▶ **EXERCISE**: Print exactly the first lines of the records. Stop after the line containing "positive clicks: (273, 18)", and leave every picture out.

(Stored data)
○ ○ ○
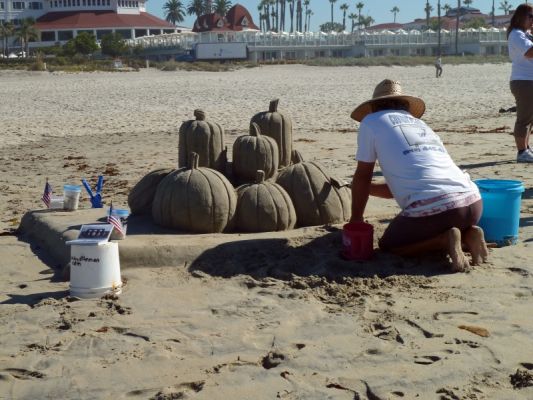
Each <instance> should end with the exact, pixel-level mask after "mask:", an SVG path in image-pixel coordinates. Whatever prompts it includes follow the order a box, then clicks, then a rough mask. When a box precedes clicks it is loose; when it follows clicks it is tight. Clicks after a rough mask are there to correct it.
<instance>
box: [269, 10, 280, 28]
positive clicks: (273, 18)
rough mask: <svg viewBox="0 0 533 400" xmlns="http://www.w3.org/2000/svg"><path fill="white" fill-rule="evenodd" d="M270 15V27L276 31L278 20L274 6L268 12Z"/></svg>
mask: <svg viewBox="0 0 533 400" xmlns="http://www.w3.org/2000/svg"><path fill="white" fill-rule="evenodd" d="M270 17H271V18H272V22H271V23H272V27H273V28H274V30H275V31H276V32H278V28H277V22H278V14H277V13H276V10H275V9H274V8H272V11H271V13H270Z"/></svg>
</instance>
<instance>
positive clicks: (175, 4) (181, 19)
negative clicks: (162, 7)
○ ○ ○
▶ **ANSWER TO THIS PROBLEM**:
Each <instance> should end with the exact, pixel-level mask after "mask:", an SVG path in image-pixel coordinates. Whatever prompts it includes follow the order a box, then clicks, then a rough mask. When a box precedes clicks it is loose; when it follows clicks it is tight. Clicks after a rough mask are there to correct it.
<instance>
box: [269, 10, 280, 28]
positive clicks: (273, 18)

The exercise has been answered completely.